[Data extracted from a collection]
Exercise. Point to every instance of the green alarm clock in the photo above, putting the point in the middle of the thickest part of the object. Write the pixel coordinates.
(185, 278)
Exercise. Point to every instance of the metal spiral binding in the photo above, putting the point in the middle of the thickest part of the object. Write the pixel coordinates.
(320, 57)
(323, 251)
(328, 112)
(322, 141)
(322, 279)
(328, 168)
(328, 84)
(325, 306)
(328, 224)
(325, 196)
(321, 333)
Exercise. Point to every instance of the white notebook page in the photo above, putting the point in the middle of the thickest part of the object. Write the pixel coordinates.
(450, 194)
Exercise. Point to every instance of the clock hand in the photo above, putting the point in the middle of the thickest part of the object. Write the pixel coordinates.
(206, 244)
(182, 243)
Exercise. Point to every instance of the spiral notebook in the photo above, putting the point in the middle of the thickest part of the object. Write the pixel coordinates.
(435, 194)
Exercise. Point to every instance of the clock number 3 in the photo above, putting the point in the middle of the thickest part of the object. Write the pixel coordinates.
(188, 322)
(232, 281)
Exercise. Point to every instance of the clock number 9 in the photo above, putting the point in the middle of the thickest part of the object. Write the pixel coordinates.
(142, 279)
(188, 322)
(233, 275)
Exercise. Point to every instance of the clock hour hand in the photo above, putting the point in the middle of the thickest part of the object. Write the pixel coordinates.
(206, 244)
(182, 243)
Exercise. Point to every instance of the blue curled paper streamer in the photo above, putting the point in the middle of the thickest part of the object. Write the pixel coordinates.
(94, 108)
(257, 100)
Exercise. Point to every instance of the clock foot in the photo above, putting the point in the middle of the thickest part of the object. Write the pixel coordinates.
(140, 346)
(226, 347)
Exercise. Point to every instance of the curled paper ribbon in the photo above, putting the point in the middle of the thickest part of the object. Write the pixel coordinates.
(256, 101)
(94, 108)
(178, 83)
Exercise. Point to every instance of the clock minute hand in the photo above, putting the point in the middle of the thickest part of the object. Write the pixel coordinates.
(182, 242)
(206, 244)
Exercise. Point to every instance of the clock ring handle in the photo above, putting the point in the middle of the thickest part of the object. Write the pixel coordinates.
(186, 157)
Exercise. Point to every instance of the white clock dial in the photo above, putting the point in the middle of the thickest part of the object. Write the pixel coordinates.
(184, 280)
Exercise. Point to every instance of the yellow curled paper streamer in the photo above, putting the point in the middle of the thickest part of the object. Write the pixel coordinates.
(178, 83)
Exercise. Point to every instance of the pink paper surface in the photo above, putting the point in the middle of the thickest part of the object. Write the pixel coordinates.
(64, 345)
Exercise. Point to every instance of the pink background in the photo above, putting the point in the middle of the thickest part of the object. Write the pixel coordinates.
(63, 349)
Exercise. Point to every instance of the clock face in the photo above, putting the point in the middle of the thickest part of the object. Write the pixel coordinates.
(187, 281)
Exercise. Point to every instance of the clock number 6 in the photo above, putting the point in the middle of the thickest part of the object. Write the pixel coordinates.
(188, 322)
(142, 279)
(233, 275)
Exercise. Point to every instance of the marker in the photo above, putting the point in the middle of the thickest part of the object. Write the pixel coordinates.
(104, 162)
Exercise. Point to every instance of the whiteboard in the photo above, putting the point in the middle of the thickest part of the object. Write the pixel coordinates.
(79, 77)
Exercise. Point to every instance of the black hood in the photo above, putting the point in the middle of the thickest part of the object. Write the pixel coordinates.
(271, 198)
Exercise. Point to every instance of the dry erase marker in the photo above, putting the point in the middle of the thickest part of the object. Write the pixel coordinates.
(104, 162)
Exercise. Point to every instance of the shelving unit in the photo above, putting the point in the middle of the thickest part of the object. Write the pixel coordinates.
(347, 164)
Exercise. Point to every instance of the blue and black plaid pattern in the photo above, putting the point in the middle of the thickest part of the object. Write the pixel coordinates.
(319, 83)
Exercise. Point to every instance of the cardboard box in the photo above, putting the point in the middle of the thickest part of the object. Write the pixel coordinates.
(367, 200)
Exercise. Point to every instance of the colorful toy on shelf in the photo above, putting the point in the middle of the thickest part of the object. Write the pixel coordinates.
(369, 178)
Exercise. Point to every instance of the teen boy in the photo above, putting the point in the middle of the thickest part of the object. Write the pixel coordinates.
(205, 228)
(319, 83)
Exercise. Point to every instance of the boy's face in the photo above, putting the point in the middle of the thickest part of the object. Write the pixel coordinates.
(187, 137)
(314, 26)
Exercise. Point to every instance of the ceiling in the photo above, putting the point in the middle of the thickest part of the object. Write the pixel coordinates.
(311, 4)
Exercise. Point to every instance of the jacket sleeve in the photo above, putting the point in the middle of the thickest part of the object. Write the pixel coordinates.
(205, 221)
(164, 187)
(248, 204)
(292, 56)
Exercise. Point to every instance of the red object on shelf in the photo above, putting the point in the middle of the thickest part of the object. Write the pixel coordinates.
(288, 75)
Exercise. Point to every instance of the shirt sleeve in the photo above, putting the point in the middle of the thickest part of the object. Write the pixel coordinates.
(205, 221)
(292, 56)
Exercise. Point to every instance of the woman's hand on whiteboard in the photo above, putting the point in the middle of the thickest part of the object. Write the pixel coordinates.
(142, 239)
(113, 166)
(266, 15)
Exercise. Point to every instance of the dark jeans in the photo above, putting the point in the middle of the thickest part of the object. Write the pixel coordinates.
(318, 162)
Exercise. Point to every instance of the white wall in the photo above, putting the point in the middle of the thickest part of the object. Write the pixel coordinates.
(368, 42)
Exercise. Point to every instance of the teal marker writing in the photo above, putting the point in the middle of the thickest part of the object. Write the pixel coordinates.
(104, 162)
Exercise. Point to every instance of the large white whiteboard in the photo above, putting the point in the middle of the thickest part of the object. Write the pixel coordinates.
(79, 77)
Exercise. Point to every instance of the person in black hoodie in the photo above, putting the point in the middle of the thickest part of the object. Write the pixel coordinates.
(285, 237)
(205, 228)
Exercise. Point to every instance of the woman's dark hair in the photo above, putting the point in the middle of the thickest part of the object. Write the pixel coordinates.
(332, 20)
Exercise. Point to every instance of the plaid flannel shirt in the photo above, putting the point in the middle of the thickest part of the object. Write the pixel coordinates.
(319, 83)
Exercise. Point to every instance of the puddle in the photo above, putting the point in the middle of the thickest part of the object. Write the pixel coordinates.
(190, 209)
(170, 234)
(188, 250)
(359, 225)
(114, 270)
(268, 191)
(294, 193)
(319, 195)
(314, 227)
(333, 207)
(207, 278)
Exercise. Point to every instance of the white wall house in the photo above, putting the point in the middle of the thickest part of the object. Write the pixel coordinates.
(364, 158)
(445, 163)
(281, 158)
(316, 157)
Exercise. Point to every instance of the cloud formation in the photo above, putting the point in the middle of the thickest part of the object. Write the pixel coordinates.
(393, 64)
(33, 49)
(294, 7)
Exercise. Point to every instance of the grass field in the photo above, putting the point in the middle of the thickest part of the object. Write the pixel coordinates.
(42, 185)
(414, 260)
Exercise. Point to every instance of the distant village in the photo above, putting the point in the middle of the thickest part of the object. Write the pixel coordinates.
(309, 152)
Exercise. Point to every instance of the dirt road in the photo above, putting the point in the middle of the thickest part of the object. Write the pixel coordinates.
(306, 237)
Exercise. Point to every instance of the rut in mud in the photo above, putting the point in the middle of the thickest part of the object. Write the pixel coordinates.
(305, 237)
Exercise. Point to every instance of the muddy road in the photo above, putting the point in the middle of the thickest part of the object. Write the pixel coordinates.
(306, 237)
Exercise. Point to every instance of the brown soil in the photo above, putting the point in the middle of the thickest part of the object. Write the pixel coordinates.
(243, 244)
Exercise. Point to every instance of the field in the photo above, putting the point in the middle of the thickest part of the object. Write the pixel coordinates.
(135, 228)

▶ TASK REQUIREMENTS
When you retype the entries above, keep every line identical to the source.

▶ SOLVED PROBLEM
Exercise. Point to every instance of the green alarm clock in the photo above, putting the point in the middle of the thickest part of the object. Write the pixel coordinates.
(185, 278)
Exercise. Point to every instance of the metal spiral binding in the photo above, putting the point in the middle of the thickest part of the object. Write the pixel coordinates.
(320, 57)
(323, 251)
(328, 112)
(322, 141)
(322, 279)
(328, 168)
(328, 84)
(325, 306)
(328, 224)
(325, 196)
(321, 333)
Exercise. Point to every instance of the white notebook page in the photo above, putting the point in the middle of the thickest part of the object. Write the pixel coordinates.
(450, 194)
Exercise. Point to every instance of the clock hand in the photo above, putting the point in the middle of the thickest part of the object. Write the pixel coordinates.
(206, 244)
(182, 243)
Exercise. Point to every instance of the spiral notebook in the photo above, putting the point in the middle of the thickest part of the object. Write the pixel coordinates.
(435, 194)
Exercise. Point to every instance of the clock number 3 in the photo above, putting the point in the middle of the thickest part of the object. Write the pixel coordinates.
(188, 322)
(232, 281)
Exercise. Point to every instance of the clock number 9 in the photo above, putting the point in the middle of the thickest part of the object. Write the pixel coordinates.
(142, 279)
(188, 322)
(233, 275)
Exercise. Point to every instance of the clock hour hand in the photo above, putting the point in the middle of the thickest part of the object. Write the pixel coordinates.
(206, 244)
(182, 243)
Exercise. Point to every instance of the blue curled paper streamer in the photo above, putting the point in the middle of the thickest part of the object. Write the pixel coordinates.
(94, 108)
(257, 100)
Exercise. Point to every instance of the clock foot in the photo above, putting the point in the middle of the thickest part of the object. Write the pixel coordinates.
(140, 346)
(226, 347)
Exercise. Point to every instance of the curled paper ribbon in the photo above, putting the point in the middle of the thickest part of the object. Write the pixel coordinates.
(256, 101)
(94, 108)
(178, 83)
Exercise. Point to every instance of the clock minute hand in the photo above, putting the point in the middle of the thickest part of the object. Write the pixel coordinates.
(182, 242)
(206, 244)
Exercise. Point to every instance of the clock ring handle in the photo above, putting the point in the middle of the thickest part of the object. Write the pixel coordinates.
(186, 157)
Exercise. Point to every instance of the white clock dial in the photo above, putting the point in the middle of the thickest part of the object. Write the pixel coordinates.
(184, 280)
Exercise. Point to every instance of the yellow curled paper streamer in the photo above, putting the point in the middle of the thickest part of the object. Write the pixel coordinates.
(178, 83)
Exercise. Point to every instance of the pink paper surface in the photo above, putting the point in the middle of the thickest part of the object. Write the pixel coordinates.
(64, 345)
Exercise. Point to every instance of the pink background in the photo above, putting the point in the middle of the thickest part of the object. Write the pixel coordinates.
(63, 349)
Exercise. Point to every instance of the clock face in the photo above, putting the point in the middle of the thickest part of the object. Write the pixel coordinates.
(187, 281)
Exercise. Point to every instance of the clock number 6 in the photo above, putting the point in the middle of the thickest part of the object. Write the pixel coordinates.
(188, 322)
(142, 279)
(233, 275)
Exercise. Point to every instance of the marker in the photo above, putting the point in the middle of the thickest part of the object. Write the pixel coordinates.
(104, 162)
Exercise. Point to every instance of the whiteboard in the photo above, putting the point in the middle of the thickest part of the object. Write the pixel coordinates.
(79, 77)
Exercise. Point to every instance of the black hood in the photo above, putting the point in the middle of the thickest part of the object. Write the pixel coordinates.
(271, 198)
Exercise. Point to every instance of the dry erase marker in the photo above, putting the point in the middle of the thickest part of the object. Write the pixel coordinates.
(104, 162)
Exercise. Point to every instance of the shelving unit in the photo above, putting the point in the middle of the thickest part of the object. Write the pixel coordinates.
(347, 164)
Exercise. Point to every instance of the blue and black plaid pattern in the photo above, putting the point in the middle of the thickest part of the object. Write the pixel coordinates.
(319, 83)
Exercise. Point to every instance of the cardboard box in the photo above, putting the point in the middle of the thickest part of the object. Write the pixel coordinates.
(367, 200)
Exercise. Point to every instance of the colorful toy on shelf in the photo above, putting the point in the middle of the thickest part of the object. Write the pixel coordinates.
(369, 178)
Exercise. Point to every instance of the teen boy in the photo above, putting the point in the middle of the thickest part of the object. Write the pixel coordinates.
(205, 228)
(319, 83)
Exercise. Point to every instance of the boy's face in the photo above, putting the point in the middle of the thickest part of the object. Write the pixel coordinates.
(187, 137)
(314, 26)
Exercise. Point to every instance of the ceiling in the photo above, putting the point in the middle of the thickest part of the object. Write the pixel coordinates.
(311, 4)
Exercise. Point to every instance of the jacket sleeve in the photo above, putting the point in the middle of the thickest part of the object. Write the pixel coordinates.
(205, 221)
(164, 187)
(248, 204)
(292, 56)
Exercise. Point to every instance of the red object on shelf in the photo above, putting the point in the middle of the thickest part of the object. Write the pixel coordinates.
(288, 75)
Exercise. Point to every instance of the shirt sleeve in the photo above, putting the point in the middle of the thickest part of the object. Write the pixel coordinates.
(205, 221)
(292, 56)
Exercise. Point to every instance of the woman's hand on whiteboard in the photo above, putting the point in the middle of the thickest part of the object. Write the pixel coordinates.
(142, 239)
(113, 166)
(266, 15)
Exercise. Point to every instance of the dark jeans in the photo above, putting the point in the middle of the thickest part of the object. Write the pixel coordinates.
(318, 162)
Exercise. Point to every instance of the white wall in the photo above, putting the point in the middle of the thickest part of the object. Write the pixel coordinates.
(368, 42)
Exercise. Point to every instance of the teal marker writing in the photo above, putting the point in the middle of the thickest part of the object. Write the pixel coordinates.
(104, 162)
Exercise. Point to every instance of the large white whiteboard in the photo above, putting the point in the middle of the thickest part of the object. Write the pixel coordinates.
(79, 77)
Exercise. Point to every instance of the person in black hoodie in the photo above, putting the point in the middle of the thickest part of the object. Write the pixel coordinates.
(285, 237)
(205, 228)
Exercise. Point to every instance of the woman's dark hair in the photo above, putting the point in the middle of the thickest part of the object. Write the pixel coordinates.
(332, 20)
Exercise. Point to every instance of the plaid flannel shirt in the photo above, putting the point in the middle of the thickest part of the object. Write the pixel coordinates.
(319, 83)
Exercise. Point to every instance of the puddle in the photo above, putting the point in the middle of the thickest part of the object. Write the pixel coordinates.
(190, 209)
(170, 234)
(188, 250)
(359, 225)
(114, 270)
(268, 191)
(294, 193)
(319, 195)
(314, 227)
(333, 207)
(207, 278)
Exercise. Point to every instance of the white wall house in the photo above, putting the point in the middle of the thickest part of the object. Write the pixel coordinates.
(364, 158)
(445, 163)
(281, 158)
(316, 157)
Exercise. Point to every instance of the cloud formation in the photo above, putting the point in the middle of the thickest part of the object. Write the pixel coordinates.
(393, 64)
(33, 49)
(294, 7)
Exercise. Point to every instance of the grass field in the photo above, putting the point in the middle of the thickest part of the object. Write the pixel coordinates.
(42, 185)
(414, 260)
Exercise. Point to every instance of the distant village in the photo above, putting the point in the middle of the thickest part of the object. Write the pixel coordinates.
(309, 152)
Exercise. Point to every instance of the dirt road in the photo above, putting the point in the middle of the thickest part of the object. Write the pixel coordinates.
(306, 237)
Exercise. Point to every instance of the rut in mud in the photo above, putting the point in the middle of the thickest part of the object. Write the pixel coordinates.
(305, 237)
Exercise. Point to every instance of the muddy road in the photo above, putting the point in the middle of the thickest part of the object. Write the pixel coordinates.
(306, 237)
Exercise. Point to every instance of the brown soil in the photo above, putting the point in the middle of the thickest part of the object. Write the pixel coordinates.
(243, 244)
Exercise. Point to every instance of the field in the photo above, putting the point in the middle of the thickest part of the object. Write the pixel coordinates.
(135, 228)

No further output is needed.